-- begin Records supplied --
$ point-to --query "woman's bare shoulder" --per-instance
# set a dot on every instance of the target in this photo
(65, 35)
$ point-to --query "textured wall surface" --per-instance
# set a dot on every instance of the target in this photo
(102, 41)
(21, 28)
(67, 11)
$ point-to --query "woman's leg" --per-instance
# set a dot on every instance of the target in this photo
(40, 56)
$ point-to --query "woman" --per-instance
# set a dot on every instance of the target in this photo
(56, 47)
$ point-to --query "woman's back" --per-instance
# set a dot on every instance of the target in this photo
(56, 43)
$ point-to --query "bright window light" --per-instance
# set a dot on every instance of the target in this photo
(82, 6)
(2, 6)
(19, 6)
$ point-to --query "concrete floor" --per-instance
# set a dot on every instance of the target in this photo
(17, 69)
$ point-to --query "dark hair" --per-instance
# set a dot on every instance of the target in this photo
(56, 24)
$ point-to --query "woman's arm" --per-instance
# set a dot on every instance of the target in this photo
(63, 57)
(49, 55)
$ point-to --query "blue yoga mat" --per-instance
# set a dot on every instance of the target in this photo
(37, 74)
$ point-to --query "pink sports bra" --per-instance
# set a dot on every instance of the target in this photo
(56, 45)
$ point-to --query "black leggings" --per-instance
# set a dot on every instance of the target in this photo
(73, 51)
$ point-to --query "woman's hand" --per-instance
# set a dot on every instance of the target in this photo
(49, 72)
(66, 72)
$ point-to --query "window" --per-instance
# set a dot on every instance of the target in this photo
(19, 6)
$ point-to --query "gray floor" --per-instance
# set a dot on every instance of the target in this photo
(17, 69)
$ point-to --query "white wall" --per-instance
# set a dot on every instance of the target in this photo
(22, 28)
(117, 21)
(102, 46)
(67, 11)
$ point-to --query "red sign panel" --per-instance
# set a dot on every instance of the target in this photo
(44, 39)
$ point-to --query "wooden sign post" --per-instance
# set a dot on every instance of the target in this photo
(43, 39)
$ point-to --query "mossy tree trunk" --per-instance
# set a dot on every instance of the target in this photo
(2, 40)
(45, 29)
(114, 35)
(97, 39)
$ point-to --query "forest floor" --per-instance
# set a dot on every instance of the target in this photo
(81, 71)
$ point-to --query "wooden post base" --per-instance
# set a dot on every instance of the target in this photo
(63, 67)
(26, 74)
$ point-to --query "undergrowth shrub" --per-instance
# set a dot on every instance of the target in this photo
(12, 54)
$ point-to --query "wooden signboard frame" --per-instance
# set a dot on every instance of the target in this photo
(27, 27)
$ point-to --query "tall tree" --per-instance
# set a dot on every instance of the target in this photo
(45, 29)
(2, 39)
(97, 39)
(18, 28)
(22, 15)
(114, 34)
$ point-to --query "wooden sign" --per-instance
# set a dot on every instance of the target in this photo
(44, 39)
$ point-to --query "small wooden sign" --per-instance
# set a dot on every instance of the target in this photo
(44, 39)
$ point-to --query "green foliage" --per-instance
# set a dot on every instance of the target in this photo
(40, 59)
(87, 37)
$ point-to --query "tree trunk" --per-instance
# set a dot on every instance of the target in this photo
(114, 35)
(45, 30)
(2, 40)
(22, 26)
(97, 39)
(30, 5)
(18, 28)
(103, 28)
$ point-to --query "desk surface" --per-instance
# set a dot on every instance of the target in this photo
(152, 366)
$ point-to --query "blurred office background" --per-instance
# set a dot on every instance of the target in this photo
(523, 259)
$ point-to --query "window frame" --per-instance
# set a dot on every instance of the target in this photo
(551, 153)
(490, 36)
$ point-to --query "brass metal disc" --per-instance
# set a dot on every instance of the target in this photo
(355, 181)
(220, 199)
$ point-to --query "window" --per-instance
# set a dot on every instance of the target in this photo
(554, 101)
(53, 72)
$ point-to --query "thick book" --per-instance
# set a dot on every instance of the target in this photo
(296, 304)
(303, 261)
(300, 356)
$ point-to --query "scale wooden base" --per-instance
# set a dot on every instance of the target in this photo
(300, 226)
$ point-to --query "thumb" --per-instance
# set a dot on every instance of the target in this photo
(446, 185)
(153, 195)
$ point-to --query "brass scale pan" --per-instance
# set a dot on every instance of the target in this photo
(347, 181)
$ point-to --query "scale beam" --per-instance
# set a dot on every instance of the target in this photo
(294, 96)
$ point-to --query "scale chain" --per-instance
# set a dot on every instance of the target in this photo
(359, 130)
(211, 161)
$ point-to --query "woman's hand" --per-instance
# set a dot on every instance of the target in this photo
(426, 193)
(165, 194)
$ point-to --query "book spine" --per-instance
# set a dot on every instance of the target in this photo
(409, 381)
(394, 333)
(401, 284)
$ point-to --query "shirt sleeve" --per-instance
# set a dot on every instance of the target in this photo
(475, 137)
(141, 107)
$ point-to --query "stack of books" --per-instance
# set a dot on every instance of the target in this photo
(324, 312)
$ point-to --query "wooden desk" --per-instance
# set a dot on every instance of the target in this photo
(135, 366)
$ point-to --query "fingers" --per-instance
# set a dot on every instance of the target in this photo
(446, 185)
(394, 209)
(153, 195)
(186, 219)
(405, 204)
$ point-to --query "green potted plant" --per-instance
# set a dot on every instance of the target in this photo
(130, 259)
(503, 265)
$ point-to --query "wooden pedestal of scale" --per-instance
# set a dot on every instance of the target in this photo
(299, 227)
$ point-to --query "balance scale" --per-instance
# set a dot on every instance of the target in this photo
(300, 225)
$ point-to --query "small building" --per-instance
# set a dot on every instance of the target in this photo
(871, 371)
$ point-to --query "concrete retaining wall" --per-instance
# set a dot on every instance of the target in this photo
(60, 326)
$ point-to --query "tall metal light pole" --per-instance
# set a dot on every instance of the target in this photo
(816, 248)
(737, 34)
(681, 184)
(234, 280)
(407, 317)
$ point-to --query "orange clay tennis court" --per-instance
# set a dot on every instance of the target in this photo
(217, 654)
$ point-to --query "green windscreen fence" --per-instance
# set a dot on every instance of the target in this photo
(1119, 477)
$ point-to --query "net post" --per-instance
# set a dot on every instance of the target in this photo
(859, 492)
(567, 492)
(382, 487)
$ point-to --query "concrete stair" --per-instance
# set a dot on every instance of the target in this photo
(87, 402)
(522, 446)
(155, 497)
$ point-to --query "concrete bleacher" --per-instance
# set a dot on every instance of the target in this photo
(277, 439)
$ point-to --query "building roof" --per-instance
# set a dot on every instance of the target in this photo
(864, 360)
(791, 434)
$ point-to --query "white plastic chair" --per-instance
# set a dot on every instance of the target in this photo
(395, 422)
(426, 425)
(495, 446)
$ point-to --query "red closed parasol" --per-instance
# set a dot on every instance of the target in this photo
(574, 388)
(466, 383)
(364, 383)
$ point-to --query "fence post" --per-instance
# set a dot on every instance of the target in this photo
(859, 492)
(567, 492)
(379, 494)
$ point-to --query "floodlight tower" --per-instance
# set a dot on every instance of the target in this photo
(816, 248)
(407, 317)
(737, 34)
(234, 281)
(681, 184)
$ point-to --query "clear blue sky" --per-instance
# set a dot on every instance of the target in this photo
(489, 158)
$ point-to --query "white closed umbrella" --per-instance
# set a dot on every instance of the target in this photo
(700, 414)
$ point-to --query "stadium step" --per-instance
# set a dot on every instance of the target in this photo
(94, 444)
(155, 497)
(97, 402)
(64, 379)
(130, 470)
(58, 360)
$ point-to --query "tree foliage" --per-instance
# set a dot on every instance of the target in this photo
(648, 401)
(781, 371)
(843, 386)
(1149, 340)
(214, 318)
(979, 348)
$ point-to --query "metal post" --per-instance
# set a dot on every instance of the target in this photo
-- end Records supplied --
## Problem to work on
Please select every line above that contains the string "post". Case matters.

## Result for this task
$ point-to --query "wooden sign post" --per-instance
$ point-to --query "wooden post base" --per-instance
$ point-to --query "net post" --per-instance
$ point-to --query "fence post" --per-instance
$ point-to --query "metal post" --per-instance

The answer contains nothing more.